• _What is being asked_
Keeping every character in place, output all the data.

Referring expression data
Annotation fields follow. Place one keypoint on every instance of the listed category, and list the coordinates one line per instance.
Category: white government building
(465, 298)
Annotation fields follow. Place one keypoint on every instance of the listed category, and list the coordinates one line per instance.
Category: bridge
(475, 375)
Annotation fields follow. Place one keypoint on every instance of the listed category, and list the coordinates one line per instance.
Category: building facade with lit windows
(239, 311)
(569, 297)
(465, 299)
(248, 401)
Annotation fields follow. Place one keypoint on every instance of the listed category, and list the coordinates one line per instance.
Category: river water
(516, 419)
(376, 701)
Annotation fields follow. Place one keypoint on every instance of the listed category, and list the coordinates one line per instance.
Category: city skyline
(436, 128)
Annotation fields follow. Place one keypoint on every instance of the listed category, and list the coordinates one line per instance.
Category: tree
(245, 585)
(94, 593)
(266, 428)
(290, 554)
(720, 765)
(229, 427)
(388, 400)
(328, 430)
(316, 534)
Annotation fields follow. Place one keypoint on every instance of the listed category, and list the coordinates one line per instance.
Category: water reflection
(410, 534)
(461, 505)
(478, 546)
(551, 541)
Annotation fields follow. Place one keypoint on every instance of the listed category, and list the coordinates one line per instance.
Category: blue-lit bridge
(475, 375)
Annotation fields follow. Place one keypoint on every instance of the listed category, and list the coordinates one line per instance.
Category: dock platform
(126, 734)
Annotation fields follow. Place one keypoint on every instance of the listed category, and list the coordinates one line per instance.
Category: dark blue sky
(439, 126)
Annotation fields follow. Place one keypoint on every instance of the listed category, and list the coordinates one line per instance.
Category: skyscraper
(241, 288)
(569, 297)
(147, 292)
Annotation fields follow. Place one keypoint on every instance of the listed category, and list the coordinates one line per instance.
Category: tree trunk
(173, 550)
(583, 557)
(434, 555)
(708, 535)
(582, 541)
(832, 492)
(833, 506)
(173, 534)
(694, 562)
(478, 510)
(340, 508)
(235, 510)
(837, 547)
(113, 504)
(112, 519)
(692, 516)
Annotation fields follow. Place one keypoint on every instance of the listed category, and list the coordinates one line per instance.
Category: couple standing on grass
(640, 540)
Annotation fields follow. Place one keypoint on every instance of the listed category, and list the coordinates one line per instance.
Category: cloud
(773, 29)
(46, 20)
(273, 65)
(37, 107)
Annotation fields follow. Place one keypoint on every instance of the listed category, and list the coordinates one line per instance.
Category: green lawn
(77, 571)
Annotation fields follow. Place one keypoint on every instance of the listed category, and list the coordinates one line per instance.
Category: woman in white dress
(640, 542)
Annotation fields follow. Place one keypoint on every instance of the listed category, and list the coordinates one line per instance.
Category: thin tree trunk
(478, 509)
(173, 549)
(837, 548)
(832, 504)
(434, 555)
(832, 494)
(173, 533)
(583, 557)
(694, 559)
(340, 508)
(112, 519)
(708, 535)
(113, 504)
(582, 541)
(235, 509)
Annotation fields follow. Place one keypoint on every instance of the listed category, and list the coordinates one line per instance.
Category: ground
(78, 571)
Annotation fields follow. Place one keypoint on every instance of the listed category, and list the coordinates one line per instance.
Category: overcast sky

• _Answer for this exercise_
Annotation fields follow. Place one keypoint on every instance of the listed category, and list the coordinates one line per instance.
Category: white government building
(465, 298)
Annotation fields follow. Place one keypoint on every instance of the listed category, and list the coordinates one line per instance.
Category: bridge
(475, 375)
Annotation fields follow. Place one keypoint on every instance of the listed category, and list the coordinates one line per instance.
Category: building facade with lit windows
(239, 311)
(569, 297)
(465, 299)
(248, 401)
Annotation fields follow. Place one keypoint on every instance of the listed category, and list the coordinates one line per instance.
Category: river water
(516, 419)
(376, 701)
Annotation fields follow. Place one keypoint on every instance of the listed category, and list the coordinates one line per instance.
Category: city skyline
(436, 128)
Annotation fields follow. Place one keypoint on every instance of the listed category, and list the coordinates one line per instance.
Category: tree
(245, 585)
(94, 593)
(266, 428)
(290, 554)
(720, 765)
(229, 427)
(388, 400)
(328, 430)
(316, 534)
Annotation fields follow. Place one keypoint on every instance of the listed category, and list the coordinates one line per instance.
Category: water reflection
(410, 534)
(461, 505)
(478, 546)
(551, 541)
Annotation fields follow. Place one keypoint on every instance of the listed category, and list the coordinates one line per instance.
Category: blue-lit bridge
(475, 375)
Annotation fields follow. Place one keypoint on every instance of the listed category, and list the coordinates one line per instance.
Category: dock platform
(126, 734)
Annotation fields follow. Place one keypoint on every instance of the listed category, and list the coordinates one line per instance.
Category: dark blue sky
(439, 126)
Annotation fields follow. Place one keypoint on every instance of the listed category, and list the coordinates one line per instance.
Category: skyscraper
(241, 288)
(569, 297)
(147, 292)
Annotation fields follow. Place one keypoint on every instance of the listed category, and list the coordinates one line per instance.
Category: tree trunk
(173, 550)
(583, 557)
(434, 555)
(708, 535)
(582, 541)
(832, 492)
(833, 506)
(173, 534)
(694, 562)
(478, 510)
(340, 508)
(235, 510)
(837, 547)
(113, 504)
(112, 519)
(692, 516)
Annotation fields follow. Place one keypoint on every instance of the listed category, and list the coordinates one line per instance.
Category: couple standing on grass
(640, 540)
Annotation fields follow. Place one keypoint on every instance of the listed category, and list the coordinates one line per instance.
Category: cloud
(773, 29)
(46, 20)
(273, 65)
(37, 107)
Annotation fields follow. Place one keypoint on every instance of the listed category, and list the coordinates one line per instance.
Category: green lawn
(77, 571)
Annotation fields follow. Place one keypoint on every instance of the listed category, and list the coordinates one line per instance.
Category: woman in white dress
(640, 542)
Annotation fields follow. Place one keypoint on every instance of the listed category, and list the coordinates one line per instance.
Category: thin tree trunk
(478, 509)
(173, 549)
(837, 548)
(832, 504)
(434, 555)
(832, 494)
(173, 533)
(583, 557)
(694, 559)
(340, 508)
(112, 519)
(708, 535)
(113, 504)
(582, 541)
(235, 509)
Annotation fields follow. Place one keypoint on every instance of the listed category, and list the coordinates one line per instance.
Category: ground
(78, 571)
Annotation fields follow. Place one keypoint on every instance of the listed category, and list the coordinates one line per instance.
Category: overcast sky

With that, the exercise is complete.